Input:
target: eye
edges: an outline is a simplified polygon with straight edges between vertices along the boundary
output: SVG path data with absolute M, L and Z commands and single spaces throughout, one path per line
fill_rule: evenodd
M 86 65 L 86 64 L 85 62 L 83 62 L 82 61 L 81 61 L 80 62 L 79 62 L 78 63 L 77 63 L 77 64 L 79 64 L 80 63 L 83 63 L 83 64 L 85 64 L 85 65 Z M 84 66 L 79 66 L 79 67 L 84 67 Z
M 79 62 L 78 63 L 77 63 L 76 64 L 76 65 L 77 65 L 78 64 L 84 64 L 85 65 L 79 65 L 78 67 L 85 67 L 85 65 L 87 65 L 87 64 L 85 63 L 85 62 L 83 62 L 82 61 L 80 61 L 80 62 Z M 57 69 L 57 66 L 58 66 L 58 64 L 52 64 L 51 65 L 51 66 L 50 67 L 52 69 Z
...
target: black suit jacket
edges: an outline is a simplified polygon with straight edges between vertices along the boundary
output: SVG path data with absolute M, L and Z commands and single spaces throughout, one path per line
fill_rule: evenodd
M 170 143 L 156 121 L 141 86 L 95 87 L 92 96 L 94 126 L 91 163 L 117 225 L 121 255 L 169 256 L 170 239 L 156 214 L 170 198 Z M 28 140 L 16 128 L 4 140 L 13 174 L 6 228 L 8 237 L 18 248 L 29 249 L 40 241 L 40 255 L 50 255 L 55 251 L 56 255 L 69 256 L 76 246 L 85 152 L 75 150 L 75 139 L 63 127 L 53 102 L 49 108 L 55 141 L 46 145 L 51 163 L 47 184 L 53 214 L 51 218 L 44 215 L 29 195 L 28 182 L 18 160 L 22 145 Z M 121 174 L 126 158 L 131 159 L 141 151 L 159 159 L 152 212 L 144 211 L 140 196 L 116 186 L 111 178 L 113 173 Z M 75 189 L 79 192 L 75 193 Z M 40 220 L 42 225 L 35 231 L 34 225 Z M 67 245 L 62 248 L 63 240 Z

Task to carry out: Can you give the material from the line with "target: eye" to the line with "M 79 62 L 78" again, with "evenodd" changed to "nonzero" and nothing else altered?

Final answer:
target: eye
edges: an outline is a simplified polygon with straight edges between vertices along the boundary
output: SVG path data with absolute M, L and Z commands and single spaces throughout, one path per line
fill_rule: nonzero
M 86 65 L 86 64 L 85 62 L 83 62 L 82 61 L 81 61 L 80 62 L 79 62 L 78 63 L 77 63 L 77 64 L 79 64 L 80 63 L 83 63 L 83 64 L 85 64 L 85 65 Z M 84 66 L 79 66 L 79 67 L 84 67 Z
M 79 62 L 78 63 L 77 63 L 76 64 L 76 65 L 77 65 L 78 64 L 84 64 L 85 65 L 79 65 L 78 67 L 85 67 L 85 65 L 87 65 L 87 64 L 85 63 L 85 62 L 83 62 L 82 61 L 80 61 L 80 62 Z M 57 69 L 57 66 L 58 66 L 58 64 L 52 64 L 51 65 L 51 66 L 50 67 L 52 69 Z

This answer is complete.